_Action item:_
Please check each statement against the page on the multi-agent research system and answer yes or no, quoting the words that decide it: 1. The planner splits the question into two to three subtasks. 2. The critic can send the draft back for revision as many times as needed. 3. The single-agent baseline runs the same 10 questions with the same tools.

_Page excerpt:_
Multi-Agent Research System with Single-Agent Baseline
Build a planner → parallel searchers → writer → critic research system in LangGraph that answers questions with a cited brief — checkpointed, resumable, with a human approval gate and logged structured handoffs — then benchmark it honestly against a single agent with the same tools. Starter code lives in labs/lab05-multi-agent/.
What you're building
A research question goes in; a cited brief comes out. The planner decomposes the question into 2–3 subtasks; parallel searchers (web or a provided corpus) gather evidence, one clean context each; the writer integrates findings into a draft; the critic reviews against a rubric with at most one revision loop; a human gate pauses the graph for approve/reject-with-feedback before the final answer. Every handoff is a structured brief, logged to JSONL. Then the part that makes this a portfolio piece: the same 10 questions through a single agent with the same tools, and an honest comparison table.
Suggested structure
# state.py
import operator
from typing import Annotated, TypedDict
class ResearchState(TypedDict):
question: str
plan: list[str]
findings: Annotated[list[str], operator.add] # parallel-safe
draft: str
critique: str
revision_count: int
# handoff.py — HandoffBrief (pydantic) + log_handoff() -> handoffs.jsonl
# graph.py
builder = StateGraph(ResearchState)

_Collected data:_
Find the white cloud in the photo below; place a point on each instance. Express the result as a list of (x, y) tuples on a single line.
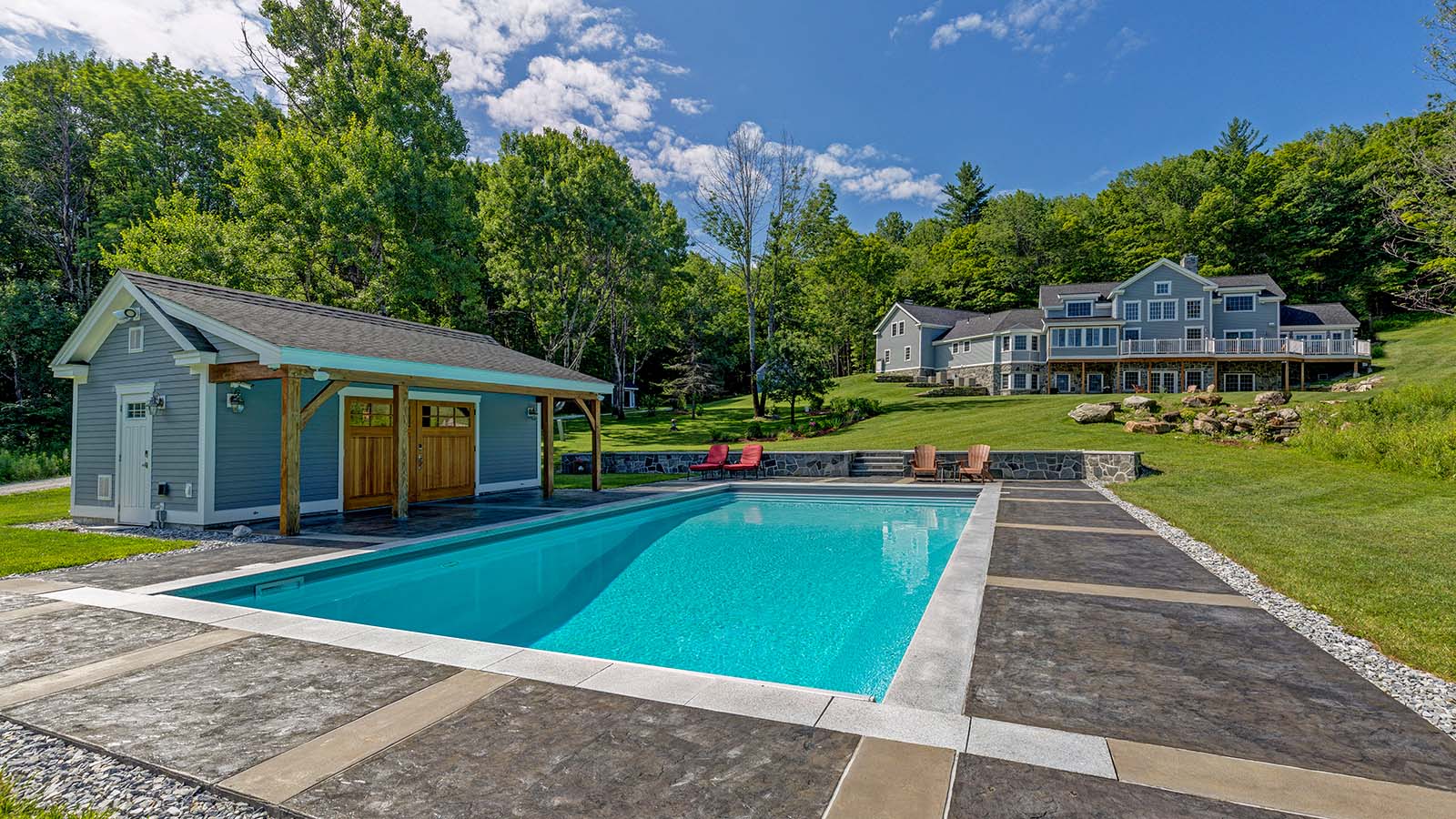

_Solution to this exercise:_
1. Yes: "The planner decomposes the question into 2–3 subtasks"
2. No: "the critic reviews against a rubric with at most one revision loop"
3. Yes: "the same 10 questions through a single agent with the same tools"